Problem:
An identical copy of the data below is needed.

Input data:
Start of Block

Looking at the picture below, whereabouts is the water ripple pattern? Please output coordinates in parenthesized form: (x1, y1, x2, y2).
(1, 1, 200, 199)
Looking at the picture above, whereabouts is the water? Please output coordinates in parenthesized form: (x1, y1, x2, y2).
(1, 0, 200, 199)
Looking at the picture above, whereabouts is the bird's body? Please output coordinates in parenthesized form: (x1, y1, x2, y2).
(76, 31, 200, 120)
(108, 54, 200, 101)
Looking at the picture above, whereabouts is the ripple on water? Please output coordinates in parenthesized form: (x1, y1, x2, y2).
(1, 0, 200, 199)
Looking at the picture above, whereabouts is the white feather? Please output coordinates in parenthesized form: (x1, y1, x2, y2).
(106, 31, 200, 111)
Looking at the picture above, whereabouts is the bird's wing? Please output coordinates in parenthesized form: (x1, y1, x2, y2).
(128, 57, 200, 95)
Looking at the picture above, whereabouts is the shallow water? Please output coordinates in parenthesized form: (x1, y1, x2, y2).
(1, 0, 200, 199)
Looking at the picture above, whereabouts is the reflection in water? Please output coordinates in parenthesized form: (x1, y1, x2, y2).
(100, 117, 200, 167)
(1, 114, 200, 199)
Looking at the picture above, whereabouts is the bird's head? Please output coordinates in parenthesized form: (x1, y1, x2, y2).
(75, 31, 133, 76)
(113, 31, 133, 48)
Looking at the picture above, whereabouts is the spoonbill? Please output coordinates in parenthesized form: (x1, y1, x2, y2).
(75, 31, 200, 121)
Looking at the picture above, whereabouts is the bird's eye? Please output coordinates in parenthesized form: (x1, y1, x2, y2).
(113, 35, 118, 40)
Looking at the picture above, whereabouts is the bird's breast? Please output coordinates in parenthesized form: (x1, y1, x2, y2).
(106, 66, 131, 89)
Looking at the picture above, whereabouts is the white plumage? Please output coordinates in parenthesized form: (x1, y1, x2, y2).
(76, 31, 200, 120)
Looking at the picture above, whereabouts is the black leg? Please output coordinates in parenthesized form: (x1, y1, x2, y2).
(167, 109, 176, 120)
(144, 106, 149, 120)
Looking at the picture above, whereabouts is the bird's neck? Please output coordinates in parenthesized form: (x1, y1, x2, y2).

End of Block

Result of this exercise:
Looking at the picture below, whereabouts is the water ripple pattern? Please output coordinates in parenthesized form: (x1, y1, x2, y2).
(1, 1, 200, 199)
Looking at the picture above, whereabouts is the water? Please output coordinates in parenthesized form: (x1, y1, x2, y2).
(1, 0, 200, 199)
Looking at the picture above, whereabouts is the bird's body? Please output coordinates in parenthesized form: (x1, y1, x2, y2).
(76, 31, 200, 120)
(108, 54, 200, 101)
Looking at the picture above, whereabouts is the ripple on water? Please output coordinates in parenthesized form: (x1, y1, x2, y2).
(1, 0, 200, 199)
Looking at the picture above, whereabouts is the white feather? Please output coordinates in parenthesized form: (x1, y1, x2, y2).
(106, 31, 200, 111)
Looking at the picture above, whereabouts is the bird's wing? Please output coordinates in parenthesized form: (x1, y1, x2, y2).
(128, 57, 200, 95)
Looking at the picture above, whereabouts is the shallow water? Please output coordinates in parenthesized form: (x1, y1, x2, y2).
(1, 0, 200, 199)
Looking at the picture above, whereabouts is the reflection in water? Please output coordinates in parenthesized form: (x1, y1, x2, y2).
(100, 117, 200, 167)
(1, 114, 200, 199)
Looking at the picture above, whereabouts is the bird's head? Please output coordinates in parenthesized form: (x1, y1, x2, y2).
(75, 31, 133, 76)
(113, 31, 133, 48)
Looking at the picture above, whereabouts is the spoonbill? Please output coordinates in parenthesized form: (x1, y1, x2, y2).
(75, 31, 200, 121)
Looking at the picture above, whereabouts is the bird's eye? Please output coordinates in parenthesized form: (x1, y1, x2, y2).
(113, 35, 118, 40)
Looking at the picture above, whereabouts is the bird's breast? Please output coordinates in parenthesized form: (x1, y1, x2, y2).
(106, 66, 131, 89)
Looking at the picture above, whereabouts is the white plumage? Please output coordinates in parenthesized form: (x1, y1, x2, y2).
(76, 31, 200, 120)
Looking at the picture above, whereabouts is the black leg? Please output coordinates in parenthesized form: (x1, y1, x2, y2).
(167, 109, 176, 120)
(144, 106, 149, 120)
Looking at the picture above, whereabouts is the bird's neck? Please output coordinates in parenthesized form: (x1, y1, x2, y2).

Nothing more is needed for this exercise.